**Task**: List every line of the entries below that contains the string "dark", copying each line in full. Case counts.

────────────────────────────────────────

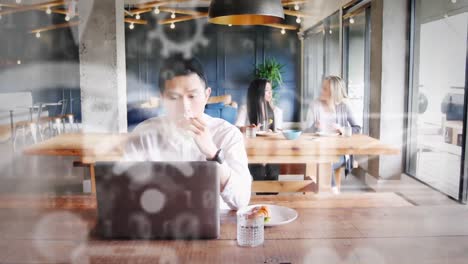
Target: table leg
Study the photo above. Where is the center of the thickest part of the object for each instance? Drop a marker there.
(12, 127)
(93, 178)
(324, 171)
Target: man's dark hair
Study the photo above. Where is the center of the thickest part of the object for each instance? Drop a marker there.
(177, 65)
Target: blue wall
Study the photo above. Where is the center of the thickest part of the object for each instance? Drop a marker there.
(50, 64)
(228, 58)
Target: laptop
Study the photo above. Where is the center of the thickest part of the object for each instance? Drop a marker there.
(157, 200)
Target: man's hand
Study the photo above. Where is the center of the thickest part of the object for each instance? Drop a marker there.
(202, 136)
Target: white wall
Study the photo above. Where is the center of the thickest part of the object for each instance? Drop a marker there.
(442, 62)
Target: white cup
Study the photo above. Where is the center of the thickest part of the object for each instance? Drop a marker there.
(347, 131)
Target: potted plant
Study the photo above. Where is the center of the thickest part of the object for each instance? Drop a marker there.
(271, 70)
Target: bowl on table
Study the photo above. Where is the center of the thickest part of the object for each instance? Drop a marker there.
(292, 134)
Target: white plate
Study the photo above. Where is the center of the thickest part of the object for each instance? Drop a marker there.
(327, 134)
(279, 215)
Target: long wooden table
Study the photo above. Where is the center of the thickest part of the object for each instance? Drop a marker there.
(362, 232)
(318, 153)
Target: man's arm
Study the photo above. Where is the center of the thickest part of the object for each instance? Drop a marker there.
(237, 188)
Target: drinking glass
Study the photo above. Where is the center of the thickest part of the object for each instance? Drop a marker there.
(250, 229)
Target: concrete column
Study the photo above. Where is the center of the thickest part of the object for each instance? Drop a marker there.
(102, 66)
(389, 50)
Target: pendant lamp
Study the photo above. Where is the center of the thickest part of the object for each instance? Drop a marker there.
(245, 12)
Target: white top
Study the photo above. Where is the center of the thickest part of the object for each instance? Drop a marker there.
(159, 140)
(243, 118)
(318, 114)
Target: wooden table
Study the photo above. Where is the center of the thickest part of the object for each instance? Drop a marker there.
(394, 233)
(318, 153)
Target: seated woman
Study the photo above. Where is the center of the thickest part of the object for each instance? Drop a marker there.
(259, 111)
(331, 113)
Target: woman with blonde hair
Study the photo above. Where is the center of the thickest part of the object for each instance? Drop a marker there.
(330, 113)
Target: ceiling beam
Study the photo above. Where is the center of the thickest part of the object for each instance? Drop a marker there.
(293, 2)
(25, 8)
(160, 3)
(56, 26)
(136, 21)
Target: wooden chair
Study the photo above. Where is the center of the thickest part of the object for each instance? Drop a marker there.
(302, 186)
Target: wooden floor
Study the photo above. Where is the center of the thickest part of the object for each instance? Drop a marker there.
(328, 230)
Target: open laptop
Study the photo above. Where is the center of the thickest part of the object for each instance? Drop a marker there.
(157, 200)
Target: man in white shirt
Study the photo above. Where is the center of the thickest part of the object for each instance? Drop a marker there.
(185, 133)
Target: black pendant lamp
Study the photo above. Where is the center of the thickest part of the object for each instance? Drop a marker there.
(245, 12)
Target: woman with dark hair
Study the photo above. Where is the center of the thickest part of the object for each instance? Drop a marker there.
(260, 107)
(261, 111)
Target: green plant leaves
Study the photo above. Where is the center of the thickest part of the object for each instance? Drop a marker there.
(271, 70)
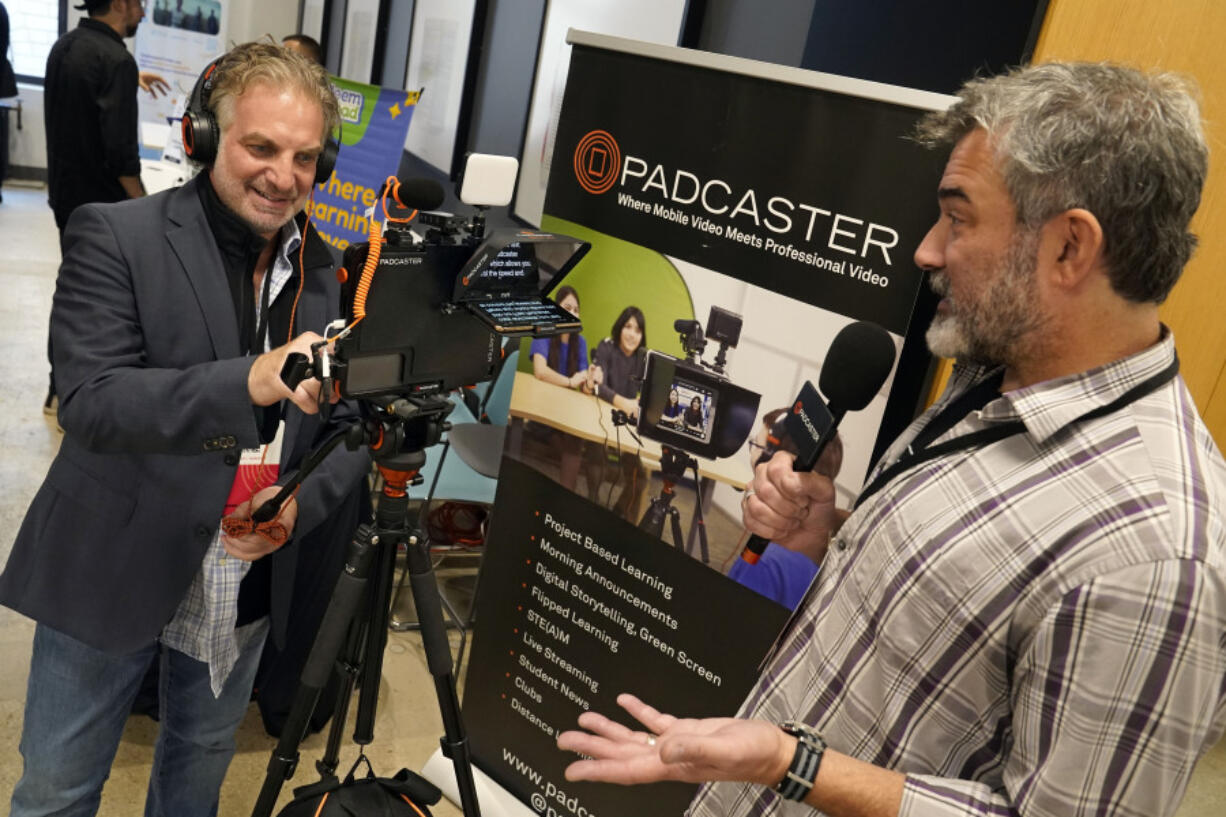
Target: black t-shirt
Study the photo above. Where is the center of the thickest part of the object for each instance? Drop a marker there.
(90, 112)
(240, 249)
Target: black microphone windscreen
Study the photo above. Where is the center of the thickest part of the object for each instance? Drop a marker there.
(856, 366)
(421, 194)
(684, 325)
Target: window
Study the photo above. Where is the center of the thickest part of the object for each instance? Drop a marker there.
(34, 26)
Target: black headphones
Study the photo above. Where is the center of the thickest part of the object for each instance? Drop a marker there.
(201, 134)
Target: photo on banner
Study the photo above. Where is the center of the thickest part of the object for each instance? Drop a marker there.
(373, 125)
(768, 207)
(177, 41)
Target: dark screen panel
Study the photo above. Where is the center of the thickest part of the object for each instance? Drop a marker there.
(931, 46)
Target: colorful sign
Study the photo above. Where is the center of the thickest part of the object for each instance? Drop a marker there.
(374, 123)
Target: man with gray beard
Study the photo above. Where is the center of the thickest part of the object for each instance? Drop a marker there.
(1023, 613)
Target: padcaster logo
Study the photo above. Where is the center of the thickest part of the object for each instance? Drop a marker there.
(597, 162)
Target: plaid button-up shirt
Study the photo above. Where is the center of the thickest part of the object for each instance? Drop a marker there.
(204, 623)
(1031, 627)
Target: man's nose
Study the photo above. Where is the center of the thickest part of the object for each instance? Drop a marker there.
(281, 172)
(931, 254)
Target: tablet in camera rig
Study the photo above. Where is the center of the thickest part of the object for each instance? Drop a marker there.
(426, 314)
(712, 416)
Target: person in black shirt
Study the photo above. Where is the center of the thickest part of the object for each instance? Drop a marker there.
(7, 88)
(90, 111)
(173, 317)
(617, 372)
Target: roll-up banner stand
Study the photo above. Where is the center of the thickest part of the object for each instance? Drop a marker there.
(772, 206)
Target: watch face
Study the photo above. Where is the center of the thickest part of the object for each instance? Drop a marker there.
(803, 770)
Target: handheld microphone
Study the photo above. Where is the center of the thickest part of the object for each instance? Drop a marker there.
(856, 367)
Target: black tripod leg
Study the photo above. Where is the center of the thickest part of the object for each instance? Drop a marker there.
(346, 599)
(376, 628)
(654, 518)
(674, 521)
(438, 658)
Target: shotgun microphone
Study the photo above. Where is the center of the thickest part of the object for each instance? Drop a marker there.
(417, 194)
(856, 367)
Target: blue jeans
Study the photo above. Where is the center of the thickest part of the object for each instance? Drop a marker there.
(76, 704)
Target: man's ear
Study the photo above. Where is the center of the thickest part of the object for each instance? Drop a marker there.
(1073, 245)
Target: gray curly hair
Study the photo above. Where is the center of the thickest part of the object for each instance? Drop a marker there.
(1124, 145)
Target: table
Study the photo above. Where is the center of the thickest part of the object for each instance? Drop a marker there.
(581, 415)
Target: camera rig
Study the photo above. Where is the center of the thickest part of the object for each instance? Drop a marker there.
(711, 416)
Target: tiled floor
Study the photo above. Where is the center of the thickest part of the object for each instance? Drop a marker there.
(408, 725)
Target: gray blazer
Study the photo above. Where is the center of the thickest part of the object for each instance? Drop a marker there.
(155, 409)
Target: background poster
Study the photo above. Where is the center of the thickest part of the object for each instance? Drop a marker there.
(373, 125)
(701, 183)
(177, 39)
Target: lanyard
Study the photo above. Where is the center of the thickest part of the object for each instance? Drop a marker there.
(921, 449)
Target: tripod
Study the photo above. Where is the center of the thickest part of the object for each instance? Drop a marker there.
(672, 469)
(397, 438)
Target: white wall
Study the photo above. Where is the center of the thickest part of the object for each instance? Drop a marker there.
(27, 147)
(782, 345)
(254, 19)
(248, 20)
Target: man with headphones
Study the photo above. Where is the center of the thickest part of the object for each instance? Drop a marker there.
(172, 319)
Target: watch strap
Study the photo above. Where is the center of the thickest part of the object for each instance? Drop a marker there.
(809, 747)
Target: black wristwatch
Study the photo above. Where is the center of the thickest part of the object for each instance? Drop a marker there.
(809, 748)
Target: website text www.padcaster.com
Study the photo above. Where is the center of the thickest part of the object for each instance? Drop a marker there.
(548, 799)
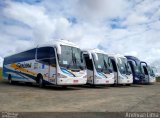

────────────────────────────────────────

**Response to this exercise**:
Target: man's dark hair
Target: woman with dark hair
Target: dark screen panel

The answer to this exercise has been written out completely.